>> Begin RAW RECORDS
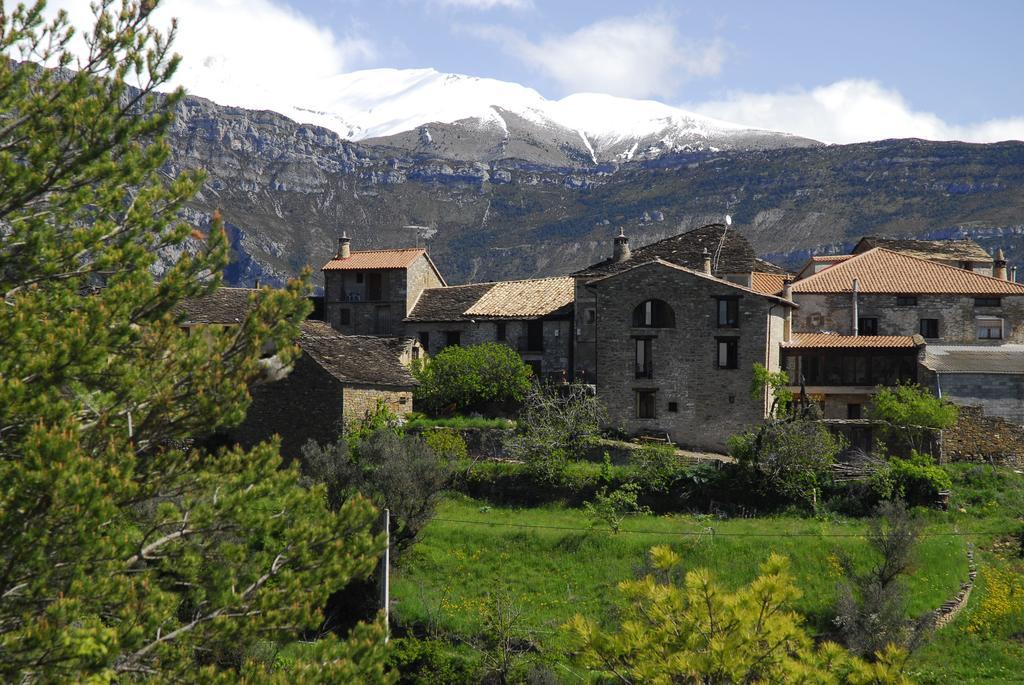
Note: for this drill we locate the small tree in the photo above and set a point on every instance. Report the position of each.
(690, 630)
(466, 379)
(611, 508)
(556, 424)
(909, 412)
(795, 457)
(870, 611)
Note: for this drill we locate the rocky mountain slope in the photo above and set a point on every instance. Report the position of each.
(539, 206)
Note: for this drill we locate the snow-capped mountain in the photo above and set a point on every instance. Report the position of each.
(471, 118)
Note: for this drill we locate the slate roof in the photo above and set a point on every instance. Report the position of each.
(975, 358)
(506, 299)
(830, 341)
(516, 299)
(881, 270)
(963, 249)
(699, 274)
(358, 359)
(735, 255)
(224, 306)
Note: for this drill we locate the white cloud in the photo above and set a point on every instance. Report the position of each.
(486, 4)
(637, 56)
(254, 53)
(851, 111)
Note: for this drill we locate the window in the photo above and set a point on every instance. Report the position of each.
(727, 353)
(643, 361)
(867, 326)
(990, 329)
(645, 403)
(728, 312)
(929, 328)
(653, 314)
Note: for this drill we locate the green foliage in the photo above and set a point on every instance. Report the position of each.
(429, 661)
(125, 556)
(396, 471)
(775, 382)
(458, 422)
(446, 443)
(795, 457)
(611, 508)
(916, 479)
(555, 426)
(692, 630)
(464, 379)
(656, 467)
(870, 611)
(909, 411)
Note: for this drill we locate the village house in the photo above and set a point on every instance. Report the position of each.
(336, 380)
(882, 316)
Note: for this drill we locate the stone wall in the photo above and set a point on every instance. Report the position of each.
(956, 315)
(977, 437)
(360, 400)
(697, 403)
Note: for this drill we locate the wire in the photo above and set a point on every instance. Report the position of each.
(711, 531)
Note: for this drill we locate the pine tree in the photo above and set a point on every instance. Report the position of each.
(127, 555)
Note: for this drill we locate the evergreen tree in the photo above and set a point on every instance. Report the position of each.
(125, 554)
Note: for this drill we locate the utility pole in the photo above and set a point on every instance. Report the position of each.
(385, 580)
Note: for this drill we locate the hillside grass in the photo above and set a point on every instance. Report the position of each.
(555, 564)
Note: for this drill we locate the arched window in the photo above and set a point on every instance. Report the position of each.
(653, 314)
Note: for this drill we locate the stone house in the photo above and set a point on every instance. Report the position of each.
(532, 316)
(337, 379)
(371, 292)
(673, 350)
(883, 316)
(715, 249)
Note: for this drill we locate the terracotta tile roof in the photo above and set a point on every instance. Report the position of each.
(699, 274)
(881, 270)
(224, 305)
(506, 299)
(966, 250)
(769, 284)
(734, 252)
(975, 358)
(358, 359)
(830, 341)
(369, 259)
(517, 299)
>> End RAW RECORDS
>> Begin RAW RECORDS
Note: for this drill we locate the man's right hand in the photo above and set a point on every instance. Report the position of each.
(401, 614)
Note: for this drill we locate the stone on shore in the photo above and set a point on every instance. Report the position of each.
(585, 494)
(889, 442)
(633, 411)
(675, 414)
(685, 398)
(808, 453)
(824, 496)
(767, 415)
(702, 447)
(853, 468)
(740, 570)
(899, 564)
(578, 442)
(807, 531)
>> End RAW RECORDS
* **SET PROBLEM**
How many lines in the items above contain the string "house"? Reply with the number only.

* **THE OUTPUT**
2